## begin Recorded data

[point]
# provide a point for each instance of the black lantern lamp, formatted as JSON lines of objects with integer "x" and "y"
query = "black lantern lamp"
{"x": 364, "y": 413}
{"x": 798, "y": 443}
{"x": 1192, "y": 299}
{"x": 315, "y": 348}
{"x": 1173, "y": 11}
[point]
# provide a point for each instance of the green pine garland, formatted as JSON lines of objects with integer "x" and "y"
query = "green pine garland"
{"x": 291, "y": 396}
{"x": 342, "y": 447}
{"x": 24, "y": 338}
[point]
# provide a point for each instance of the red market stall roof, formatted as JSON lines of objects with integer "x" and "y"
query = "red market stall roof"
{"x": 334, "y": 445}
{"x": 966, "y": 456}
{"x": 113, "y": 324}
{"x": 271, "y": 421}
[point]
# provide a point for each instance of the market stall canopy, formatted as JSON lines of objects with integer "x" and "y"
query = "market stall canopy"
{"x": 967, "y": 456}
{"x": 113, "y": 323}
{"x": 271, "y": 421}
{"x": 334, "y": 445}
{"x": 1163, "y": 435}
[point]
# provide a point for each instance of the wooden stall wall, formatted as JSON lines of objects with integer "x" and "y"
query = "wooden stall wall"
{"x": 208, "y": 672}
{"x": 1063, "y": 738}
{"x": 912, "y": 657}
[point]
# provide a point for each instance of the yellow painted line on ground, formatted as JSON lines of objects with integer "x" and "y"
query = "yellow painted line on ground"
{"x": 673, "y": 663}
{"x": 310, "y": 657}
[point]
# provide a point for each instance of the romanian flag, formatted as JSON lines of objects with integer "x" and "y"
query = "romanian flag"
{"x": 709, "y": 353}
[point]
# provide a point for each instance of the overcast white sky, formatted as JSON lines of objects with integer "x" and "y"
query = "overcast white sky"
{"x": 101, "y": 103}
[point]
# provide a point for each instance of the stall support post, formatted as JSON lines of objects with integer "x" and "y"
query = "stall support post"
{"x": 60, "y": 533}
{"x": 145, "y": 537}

## end Recorded data

### Work to be completed
Recopy the entries above exactly, with every line included.

### Response
[point]
# provide a point for each instance of the black lantern lamp, formatted as JSON lines of objects with integer "x" and "y"
query = "black lantern lamp"
{"x": 364, "y": 413}
{"x": 798, "y": 443}
{"x": 1192, "y": 299}
{"x": 315, "y": 348}
{"x": 1173, "y": 11}
[point]
# provide a point for each instance of the green pine garland, formatted as JSON lines of objects with integer "x" and "y"
query = "green pine garland"
{"x": 291, "y": 396}
{"x": 342, "y": 447}
{"x": 24, "y": 338}
[point]
# provide a point for each instance of the red market stall roof, formatted as JSON lines of objects with integer "x" and "y"
query = "red market stall roof"
{"x": 334, "y": 445}
{"x": 966, "y": 456}
{"x": 113, "y": 324}
{"x": 271, "y": 421}
[point]
# provide a point for each instance of the market stall canopy, formatted as JSON lines of objects with integer "x" and "y"
query = "market stall canopy"
{"x": 967, "y": 456}
{"x": 113, "y": 323}
{"x": 271, "y": 421}
{"x": 334, "y": 445}
{"x": 1163, "y": 435}
[point]
# provide a point for each instance of the wooden stall wall, formatted as JSON lines of objects with integer "x" and "y"
query = "wooden stall wall"
{"x": 208, "y": 672}
{"x": 1063, "y": 738}
{"x": 912, "y": 657}
[point]
# provide a point for each instance of the yellow painted line on ground, formatted as JSON lines of objects with integer "x" and "y"
query = "yellow painted line on ground"
{"x": 673, "y": 663}
{"x": 310, "y": 657}
[point]
# provide a point for each instance of the romanian flag, formatted as JSON lines of objects with integer "x" and "y"
query = "romanian flag"
{"x": 709, "y": 353}
[point]
# provide a point for each instance of the overcast white sky, formatted as JSON lines of objects with integer "x" and "y"
query = "overcast white sky"
{"x": 101, "y": 103}
[point]
# provide a point for each instance of the stall support post, formatted as JSON lines of objects with integer "x" and "y"
query = "stall support post"
{"x": 60, "y": 533}
{"x": 145, "y": 537}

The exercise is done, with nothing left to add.